> [TASK BRIEF] List every Royal Flying Corps unit that the biography of Andrew George Board below says he commanded.

> [PASSAGE GIVEN]
Air Commodore Andrew George Board  (11 May 1878 – 25 February 1973) was an English soldier and airman. He was a pioneer aviator, first gaining a licence in 1910, who later became an air commodore in the Royal Air Force.

South Wales Borderers
Following a time in the militia, Board was commissioned as a second lieutenant in the South Wales Borderers. In 1910, at his own expense, he learned to fly at Hendon. On 29 November 1910, flying a Bleriot monoplane there, he was awarded the Royal Aero Club Aviator's Certificate No. 36.

In the 1911 Census he was listed as a captain of the 2nd Battalion South Wales Borderers at the Artillery Barracks Pretoria, South Africa.

Royal Flying Corps
By 1914, Board had become a flying instructor at the Central Flying School at Netheravon, Wiltshire. On 28 September 1914 he became the officer commanding 7 Squadron RFC at Netheravon before moving to the western front in April 1915 to command 5 Squadron RFC. He later commanded the 10th Wing RFC before taking over 20th (Reserve) Wing in Egypt.

> [PROVIDED DATA]
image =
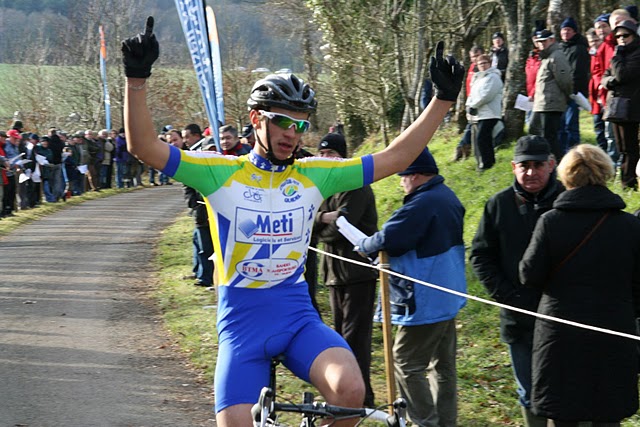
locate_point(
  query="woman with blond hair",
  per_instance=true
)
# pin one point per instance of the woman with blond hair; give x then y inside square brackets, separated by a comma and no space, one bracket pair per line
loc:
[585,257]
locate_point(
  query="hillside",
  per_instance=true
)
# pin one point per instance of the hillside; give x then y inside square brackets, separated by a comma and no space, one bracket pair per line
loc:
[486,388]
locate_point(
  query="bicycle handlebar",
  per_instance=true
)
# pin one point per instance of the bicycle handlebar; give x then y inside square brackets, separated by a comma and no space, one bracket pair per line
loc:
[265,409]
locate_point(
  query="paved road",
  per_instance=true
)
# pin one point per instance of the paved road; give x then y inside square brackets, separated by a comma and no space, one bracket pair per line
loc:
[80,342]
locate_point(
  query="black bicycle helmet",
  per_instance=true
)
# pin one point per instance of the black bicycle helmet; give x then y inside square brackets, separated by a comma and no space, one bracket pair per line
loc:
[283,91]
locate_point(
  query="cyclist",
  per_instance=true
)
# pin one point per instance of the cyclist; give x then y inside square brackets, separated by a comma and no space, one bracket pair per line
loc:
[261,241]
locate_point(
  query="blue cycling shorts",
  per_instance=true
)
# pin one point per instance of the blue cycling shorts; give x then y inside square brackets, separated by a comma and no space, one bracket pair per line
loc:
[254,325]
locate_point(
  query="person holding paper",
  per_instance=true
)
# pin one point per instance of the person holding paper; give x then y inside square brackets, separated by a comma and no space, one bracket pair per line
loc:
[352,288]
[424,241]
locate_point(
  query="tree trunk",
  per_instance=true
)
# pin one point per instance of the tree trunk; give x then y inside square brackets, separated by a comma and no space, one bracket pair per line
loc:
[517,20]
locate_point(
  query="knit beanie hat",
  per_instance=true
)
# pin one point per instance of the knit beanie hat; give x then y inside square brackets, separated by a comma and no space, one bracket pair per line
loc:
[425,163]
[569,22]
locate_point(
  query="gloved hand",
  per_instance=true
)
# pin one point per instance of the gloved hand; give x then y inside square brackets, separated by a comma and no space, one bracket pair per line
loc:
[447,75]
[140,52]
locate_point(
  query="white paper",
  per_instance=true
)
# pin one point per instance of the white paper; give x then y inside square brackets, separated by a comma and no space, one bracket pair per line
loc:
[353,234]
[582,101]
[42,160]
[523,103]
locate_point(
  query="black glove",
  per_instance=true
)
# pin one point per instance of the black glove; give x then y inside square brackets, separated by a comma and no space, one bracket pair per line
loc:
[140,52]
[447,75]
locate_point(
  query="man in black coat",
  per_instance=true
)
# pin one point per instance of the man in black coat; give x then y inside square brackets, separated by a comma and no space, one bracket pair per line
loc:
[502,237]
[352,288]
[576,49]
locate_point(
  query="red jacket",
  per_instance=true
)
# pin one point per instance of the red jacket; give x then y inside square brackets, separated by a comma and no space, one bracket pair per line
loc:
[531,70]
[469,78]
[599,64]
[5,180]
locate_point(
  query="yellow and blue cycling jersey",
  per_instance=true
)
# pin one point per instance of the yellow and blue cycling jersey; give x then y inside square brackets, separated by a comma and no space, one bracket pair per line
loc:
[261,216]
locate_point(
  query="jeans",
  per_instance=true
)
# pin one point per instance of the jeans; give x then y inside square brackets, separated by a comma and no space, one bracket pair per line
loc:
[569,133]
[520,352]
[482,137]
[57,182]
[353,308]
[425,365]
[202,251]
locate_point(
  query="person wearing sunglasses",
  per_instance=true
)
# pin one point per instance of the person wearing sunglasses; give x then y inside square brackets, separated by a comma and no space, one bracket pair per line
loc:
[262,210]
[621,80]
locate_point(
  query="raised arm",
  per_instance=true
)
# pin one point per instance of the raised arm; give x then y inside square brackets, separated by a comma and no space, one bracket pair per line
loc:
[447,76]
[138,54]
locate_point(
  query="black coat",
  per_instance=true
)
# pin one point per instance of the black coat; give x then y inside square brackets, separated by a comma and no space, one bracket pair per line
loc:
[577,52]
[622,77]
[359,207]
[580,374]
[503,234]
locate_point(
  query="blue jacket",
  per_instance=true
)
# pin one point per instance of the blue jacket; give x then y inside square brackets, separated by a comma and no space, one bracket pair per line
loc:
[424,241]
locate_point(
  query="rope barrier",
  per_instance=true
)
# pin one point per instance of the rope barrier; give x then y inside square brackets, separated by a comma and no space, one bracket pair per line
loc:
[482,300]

---

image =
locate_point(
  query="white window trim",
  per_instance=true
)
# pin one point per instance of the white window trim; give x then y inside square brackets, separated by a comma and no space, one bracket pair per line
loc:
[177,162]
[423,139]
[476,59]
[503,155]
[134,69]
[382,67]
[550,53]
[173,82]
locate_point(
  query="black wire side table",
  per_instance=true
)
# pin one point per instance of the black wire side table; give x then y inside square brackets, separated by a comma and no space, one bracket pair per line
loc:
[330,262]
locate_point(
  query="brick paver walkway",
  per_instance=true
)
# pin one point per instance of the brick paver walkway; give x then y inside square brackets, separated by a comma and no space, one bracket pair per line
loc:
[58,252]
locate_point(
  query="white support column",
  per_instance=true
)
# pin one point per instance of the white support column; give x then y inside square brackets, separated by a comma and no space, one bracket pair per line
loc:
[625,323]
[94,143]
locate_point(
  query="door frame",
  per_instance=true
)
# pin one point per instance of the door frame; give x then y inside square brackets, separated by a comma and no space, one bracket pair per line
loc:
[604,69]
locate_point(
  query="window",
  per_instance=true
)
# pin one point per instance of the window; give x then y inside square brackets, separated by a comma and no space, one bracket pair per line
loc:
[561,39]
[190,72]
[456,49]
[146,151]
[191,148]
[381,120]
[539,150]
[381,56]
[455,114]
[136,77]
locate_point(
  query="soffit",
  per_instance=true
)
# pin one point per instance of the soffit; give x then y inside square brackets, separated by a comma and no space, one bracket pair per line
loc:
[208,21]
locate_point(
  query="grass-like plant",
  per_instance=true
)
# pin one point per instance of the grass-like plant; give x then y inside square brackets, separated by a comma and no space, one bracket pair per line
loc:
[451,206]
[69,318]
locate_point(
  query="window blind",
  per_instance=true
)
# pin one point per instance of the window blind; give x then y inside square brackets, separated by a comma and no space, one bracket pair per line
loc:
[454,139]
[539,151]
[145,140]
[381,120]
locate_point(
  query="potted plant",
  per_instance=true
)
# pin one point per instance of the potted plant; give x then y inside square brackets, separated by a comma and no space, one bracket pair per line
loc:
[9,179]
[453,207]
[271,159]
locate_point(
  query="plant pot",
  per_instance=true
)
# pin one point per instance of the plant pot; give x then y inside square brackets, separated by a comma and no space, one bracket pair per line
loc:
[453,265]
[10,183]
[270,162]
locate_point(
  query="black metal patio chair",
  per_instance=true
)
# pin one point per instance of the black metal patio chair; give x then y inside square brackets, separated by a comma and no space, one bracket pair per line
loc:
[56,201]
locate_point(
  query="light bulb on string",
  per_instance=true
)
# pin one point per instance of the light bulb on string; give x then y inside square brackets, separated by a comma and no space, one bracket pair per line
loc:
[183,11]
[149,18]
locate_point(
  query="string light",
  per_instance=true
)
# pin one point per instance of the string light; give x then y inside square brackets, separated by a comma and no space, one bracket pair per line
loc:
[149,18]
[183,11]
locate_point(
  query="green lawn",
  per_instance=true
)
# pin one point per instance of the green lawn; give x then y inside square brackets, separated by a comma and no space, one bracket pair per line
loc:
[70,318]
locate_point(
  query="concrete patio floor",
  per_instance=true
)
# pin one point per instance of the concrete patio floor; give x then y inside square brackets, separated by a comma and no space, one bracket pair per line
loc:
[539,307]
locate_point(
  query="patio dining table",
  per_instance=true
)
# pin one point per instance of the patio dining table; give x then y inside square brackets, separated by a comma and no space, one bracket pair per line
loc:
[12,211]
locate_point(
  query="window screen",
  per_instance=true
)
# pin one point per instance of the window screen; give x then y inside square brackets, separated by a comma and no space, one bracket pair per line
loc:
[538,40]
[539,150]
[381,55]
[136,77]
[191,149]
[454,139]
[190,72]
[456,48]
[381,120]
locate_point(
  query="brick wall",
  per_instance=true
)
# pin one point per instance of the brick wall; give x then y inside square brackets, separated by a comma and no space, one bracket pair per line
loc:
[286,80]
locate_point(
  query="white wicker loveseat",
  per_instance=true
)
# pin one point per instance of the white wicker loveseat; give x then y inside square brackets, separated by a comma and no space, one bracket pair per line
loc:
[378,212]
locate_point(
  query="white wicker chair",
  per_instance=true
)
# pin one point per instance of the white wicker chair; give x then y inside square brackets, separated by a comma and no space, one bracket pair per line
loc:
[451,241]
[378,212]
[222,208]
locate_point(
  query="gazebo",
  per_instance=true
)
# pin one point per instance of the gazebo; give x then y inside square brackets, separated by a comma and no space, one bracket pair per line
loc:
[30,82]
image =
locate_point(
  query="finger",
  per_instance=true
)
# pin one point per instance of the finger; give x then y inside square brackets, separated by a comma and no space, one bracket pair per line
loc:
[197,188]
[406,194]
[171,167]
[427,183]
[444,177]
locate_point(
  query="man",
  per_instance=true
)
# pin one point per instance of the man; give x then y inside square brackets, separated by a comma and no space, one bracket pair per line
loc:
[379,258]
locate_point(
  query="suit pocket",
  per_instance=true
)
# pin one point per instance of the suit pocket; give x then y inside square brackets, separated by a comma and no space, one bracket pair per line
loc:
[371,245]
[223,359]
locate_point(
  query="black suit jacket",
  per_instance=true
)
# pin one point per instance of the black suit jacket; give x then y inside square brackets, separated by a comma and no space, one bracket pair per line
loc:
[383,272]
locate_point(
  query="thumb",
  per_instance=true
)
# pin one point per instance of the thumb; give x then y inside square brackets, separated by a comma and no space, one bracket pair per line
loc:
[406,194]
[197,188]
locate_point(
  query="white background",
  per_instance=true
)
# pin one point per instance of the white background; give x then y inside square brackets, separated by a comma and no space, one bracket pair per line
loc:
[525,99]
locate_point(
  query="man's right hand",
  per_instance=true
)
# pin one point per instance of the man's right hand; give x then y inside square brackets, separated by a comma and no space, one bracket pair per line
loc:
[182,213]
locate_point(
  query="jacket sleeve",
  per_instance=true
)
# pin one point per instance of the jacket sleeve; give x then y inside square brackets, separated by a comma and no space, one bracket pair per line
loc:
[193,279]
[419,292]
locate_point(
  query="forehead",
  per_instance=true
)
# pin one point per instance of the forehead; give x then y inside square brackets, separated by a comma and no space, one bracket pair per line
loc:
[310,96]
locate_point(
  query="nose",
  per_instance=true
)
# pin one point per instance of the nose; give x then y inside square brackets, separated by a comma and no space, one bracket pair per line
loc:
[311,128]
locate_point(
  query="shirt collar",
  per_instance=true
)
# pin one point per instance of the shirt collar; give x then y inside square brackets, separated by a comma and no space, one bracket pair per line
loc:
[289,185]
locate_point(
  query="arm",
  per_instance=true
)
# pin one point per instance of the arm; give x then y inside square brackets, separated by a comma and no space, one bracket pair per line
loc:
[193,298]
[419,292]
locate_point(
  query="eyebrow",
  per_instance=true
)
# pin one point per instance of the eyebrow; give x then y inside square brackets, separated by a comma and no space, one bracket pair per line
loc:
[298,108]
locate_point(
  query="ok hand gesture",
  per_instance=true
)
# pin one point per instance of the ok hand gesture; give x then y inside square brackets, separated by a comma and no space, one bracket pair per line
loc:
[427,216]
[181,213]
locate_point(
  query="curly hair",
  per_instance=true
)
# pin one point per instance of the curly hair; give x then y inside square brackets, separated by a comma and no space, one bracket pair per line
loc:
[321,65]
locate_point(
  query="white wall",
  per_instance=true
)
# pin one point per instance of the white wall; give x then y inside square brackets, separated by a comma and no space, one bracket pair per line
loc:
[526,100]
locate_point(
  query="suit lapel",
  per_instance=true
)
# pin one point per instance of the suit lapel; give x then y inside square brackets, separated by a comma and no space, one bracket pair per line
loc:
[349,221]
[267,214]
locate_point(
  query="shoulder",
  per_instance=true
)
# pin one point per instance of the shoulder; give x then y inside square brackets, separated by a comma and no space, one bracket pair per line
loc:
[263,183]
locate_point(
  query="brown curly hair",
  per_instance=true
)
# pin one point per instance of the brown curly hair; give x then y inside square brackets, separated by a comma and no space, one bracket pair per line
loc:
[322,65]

--

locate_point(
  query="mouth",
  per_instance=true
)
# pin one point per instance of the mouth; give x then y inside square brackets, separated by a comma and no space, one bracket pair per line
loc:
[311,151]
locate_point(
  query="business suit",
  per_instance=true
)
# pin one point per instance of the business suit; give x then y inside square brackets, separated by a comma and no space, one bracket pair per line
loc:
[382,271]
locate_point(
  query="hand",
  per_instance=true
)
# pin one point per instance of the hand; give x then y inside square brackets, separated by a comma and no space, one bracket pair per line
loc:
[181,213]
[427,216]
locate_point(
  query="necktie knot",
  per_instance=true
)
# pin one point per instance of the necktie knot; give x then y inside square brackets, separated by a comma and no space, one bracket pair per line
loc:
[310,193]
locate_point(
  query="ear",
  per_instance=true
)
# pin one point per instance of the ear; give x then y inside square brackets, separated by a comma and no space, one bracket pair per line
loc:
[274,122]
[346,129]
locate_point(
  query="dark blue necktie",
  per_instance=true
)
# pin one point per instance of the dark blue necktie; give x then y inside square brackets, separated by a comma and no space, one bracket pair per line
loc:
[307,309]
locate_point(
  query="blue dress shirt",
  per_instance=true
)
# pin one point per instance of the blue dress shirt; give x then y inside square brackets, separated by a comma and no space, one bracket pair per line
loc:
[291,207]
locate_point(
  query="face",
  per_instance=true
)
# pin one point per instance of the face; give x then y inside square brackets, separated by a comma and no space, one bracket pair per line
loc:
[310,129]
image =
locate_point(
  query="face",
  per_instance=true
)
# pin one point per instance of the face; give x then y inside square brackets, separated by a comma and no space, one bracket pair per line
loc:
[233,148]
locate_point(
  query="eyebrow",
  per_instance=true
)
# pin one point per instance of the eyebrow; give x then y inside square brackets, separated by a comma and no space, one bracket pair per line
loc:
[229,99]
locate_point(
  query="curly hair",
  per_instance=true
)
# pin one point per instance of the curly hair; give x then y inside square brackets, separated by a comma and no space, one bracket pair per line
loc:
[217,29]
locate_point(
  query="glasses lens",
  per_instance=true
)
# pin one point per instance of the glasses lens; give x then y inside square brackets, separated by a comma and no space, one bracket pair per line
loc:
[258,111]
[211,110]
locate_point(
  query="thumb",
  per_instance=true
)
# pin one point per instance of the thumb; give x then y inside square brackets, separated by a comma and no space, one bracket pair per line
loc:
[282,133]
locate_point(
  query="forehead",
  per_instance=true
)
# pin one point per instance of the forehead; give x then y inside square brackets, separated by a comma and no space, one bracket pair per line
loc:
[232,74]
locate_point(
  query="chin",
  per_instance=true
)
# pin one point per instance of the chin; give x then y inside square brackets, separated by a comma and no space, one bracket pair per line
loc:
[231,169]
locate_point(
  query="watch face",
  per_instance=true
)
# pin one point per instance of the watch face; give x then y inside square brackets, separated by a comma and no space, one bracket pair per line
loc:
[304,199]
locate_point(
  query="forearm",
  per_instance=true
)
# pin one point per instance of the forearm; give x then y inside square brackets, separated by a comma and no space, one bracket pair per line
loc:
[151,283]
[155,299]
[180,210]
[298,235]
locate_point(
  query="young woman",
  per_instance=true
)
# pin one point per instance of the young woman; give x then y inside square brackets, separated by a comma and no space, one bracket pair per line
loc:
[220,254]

> [THE SOLUTION]
- 7 Squadron RFC
- 5 Squadron RFC
- 10th Wing RFC
- 20th (Reserve) Wing